**Collected data:**
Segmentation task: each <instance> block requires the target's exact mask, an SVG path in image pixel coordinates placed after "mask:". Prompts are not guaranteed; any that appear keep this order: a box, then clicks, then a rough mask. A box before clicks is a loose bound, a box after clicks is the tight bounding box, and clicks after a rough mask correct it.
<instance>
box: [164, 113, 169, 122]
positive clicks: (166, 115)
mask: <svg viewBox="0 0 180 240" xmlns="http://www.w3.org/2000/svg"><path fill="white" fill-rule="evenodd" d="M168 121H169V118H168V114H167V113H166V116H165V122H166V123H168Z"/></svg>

**What is required:**
The records above are to be output in full and without error.

**Written answer:**
Segmentation task: each <instance> block requires the target's exact mask, an SVG path in image pixel coordinates placed after "mask:". Prompts are not guaranteed; any that appear keep this order: a box, then clicks, then a rough mask. A box before clicks is a loose bound, a box after clicks is the tight bounding box, and clicks after a rough mask correct it.
<instance>
box: [164, 113, 169, 122]
positive clicks: (166, 115)
mask: <svg viewBox="0 0 180 240" xmlns="http://www.w3.org/2000/svg"><path fill="white" fill-rule="evenodd" d="M168 121H169V118H168V114H167V113H166V116H165V122H166V123H168Z"/></svg>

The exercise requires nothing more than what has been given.